Excerpted records:
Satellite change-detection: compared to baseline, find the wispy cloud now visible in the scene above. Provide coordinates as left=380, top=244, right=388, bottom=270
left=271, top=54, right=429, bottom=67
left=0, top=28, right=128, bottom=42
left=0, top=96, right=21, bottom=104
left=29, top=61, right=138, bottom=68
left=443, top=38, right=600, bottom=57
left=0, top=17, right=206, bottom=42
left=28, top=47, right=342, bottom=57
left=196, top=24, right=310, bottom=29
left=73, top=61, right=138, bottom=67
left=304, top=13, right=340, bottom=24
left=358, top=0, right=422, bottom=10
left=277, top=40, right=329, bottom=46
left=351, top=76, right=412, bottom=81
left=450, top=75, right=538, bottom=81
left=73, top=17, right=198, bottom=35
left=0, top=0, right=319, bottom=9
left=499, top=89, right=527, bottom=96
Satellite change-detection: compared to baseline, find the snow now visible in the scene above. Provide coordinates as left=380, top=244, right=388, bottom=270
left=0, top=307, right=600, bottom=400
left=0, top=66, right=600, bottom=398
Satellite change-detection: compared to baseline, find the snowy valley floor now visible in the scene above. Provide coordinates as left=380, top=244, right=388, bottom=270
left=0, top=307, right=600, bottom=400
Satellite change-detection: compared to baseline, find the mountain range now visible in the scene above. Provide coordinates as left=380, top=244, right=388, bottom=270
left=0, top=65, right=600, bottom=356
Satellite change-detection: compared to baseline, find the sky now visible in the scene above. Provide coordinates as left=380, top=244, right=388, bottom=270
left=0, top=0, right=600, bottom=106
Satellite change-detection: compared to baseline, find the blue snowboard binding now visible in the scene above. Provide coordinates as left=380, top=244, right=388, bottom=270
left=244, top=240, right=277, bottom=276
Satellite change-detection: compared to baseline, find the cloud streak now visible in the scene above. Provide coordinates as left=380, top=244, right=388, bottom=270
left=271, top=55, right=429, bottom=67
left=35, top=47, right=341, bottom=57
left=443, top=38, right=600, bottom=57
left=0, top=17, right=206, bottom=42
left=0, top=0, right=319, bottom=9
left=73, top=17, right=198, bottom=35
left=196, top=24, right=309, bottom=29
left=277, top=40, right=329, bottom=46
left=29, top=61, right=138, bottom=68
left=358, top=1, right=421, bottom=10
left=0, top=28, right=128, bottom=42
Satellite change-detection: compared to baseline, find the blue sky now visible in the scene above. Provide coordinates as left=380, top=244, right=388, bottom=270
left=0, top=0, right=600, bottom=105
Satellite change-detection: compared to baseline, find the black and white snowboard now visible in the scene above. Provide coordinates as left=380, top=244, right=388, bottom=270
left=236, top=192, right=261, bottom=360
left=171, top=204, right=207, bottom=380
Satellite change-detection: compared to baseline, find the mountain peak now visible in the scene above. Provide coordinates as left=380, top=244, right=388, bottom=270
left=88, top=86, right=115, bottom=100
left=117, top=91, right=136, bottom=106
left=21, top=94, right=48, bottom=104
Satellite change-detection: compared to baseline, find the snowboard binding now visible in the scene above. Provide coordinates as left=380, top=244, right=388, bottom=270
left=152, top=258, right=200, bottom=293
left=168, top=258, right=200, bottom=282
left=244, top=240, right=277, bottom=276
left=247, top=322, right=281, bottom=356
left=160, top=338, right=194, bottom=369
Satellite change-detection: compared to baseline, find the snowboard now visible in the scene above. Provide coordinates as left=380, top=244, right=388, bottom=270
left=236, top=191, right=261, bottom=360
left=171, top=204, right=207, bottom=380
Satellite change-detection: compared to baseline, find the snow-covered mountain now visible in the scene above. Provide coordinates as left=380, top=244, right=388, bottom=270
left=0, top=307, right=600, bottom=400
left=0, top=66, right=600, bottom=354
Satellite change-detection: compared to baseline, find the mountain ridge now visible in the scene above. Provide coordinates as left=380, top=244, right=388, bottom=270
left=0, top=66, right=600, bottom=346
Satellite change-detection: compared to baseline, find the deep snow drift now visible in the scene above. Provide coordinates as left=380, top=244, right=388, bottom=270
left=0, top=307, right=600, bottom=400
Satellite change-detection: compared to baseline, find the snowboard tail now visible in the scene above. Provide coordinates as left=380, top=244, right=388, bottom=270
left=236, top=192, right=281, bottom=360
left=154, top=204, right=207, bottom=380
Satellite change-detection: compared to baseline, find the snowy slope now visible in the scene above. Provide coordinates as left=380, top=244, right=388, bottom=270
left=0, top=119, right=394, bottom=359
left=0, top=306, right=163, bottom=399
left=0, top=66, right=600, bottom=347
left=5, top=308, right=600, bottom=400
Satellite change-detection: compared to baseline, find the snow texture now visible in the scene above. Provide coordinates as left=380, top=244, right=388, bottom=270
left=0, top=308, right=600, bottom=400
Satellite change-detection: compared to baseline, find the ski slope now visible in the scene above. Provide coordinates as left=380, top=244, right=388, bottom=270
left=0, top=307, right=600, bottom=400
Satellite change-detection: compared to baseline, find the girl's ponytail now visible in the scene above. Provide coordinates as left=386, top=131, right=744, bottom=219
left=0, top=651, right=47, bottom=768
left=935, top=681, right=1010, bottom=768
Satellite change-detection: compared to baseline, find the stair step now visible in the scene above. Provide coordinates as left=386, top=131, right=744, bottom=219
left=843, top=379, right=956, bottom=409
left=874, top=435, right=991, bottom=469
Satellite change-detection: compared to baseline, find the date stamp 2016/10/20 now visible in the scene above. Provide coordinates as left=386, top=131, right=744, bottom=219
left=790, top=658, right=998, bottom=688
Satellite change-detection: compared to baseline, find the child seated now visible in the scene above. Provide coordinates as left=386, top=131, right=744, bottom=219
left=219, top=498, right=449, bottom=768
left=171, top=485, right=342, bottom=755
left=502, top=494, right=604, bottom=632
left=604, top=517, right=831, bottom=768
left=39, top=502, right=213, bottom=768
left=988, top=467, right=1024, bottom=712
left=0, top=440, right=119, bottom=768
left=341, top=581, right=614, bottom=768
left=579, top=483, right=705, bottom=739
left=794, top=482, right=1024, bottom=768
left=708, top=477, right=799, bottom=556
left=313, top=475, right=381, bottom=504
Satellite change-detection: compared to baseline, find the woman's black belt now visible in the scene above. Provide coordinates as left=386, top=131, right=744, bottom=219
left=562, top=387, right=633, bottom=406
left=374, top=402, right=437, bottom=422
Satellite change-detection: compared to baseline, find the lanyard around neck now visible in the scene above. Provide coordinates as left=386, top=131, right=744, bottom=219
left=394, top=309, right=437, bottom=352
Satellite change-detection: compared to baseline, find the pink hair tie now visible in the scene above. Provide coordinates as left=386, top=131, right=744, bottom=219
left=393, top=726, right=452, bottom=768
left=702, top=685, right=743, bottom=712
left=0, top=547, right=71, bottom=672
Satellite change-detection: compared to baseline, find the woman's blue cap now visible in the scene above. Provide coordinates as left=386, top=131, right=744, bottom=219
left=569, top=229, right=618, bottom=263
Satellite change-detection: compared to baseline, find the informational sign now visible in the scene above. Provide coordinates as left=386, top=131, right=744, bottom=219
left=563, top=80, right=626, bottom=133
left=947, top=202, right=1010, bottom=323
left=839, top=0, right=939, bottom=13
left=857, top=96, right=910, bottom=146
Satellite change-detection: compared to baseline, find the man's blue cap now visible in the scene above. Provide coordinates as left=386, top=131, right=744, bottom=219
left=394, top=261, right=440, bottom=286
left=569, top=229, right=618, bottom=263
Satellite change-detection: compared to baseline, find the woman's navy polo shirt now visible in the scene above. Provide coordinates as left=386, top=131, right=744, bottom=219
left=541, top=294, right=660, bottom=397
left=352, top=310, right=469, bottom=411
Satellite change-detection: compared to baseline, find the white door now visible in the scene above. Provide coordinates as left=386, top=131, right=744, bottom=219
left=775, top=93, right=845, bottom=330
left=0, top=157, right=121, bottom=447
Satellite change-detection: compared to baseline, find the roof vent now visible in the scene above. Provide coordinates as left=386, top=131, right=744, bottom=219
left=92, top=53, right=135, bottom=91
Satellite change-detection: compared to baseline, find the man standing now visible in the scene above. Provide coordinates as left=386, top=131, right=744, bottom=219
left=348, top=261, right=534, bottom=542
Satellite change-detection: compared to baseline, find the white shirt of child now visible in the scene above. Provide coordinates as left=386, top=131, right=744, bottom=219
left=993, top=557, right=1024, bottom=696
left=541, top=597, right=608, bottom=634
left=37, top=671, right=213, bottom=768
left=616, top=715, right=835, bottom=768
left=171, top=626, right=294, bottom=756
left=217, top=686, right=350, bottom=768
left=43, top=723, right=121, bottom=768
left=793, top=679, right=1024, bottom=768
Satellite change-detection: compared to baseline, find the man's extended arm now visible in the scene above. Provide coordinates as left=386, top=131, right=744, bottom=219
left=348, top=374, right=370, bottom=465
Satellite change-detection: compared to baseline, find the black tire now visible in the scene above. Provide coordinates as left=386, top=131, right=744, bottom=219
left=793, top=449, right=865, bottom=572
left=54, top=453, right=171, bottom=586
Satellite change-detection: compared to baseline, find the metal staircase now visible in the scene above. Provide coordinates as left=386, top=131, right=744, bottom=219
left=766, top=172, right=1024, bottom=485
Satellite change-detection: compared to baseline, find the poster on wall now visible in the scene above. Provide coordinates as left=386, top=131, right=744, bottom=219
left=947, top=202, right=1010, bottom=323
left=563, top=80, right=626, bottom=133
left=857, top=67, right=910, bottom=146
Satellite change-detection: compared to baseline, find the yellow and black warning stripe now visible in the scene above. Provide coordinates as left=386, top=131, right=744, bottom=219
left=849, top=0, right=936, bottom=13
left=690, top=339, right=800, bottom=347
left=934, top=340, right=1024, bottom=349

Exercise details:
Count the lines in the entries above that contain the word "child", treating uppercase and lowercase as different, and reply with the number alone.

Correct result:
2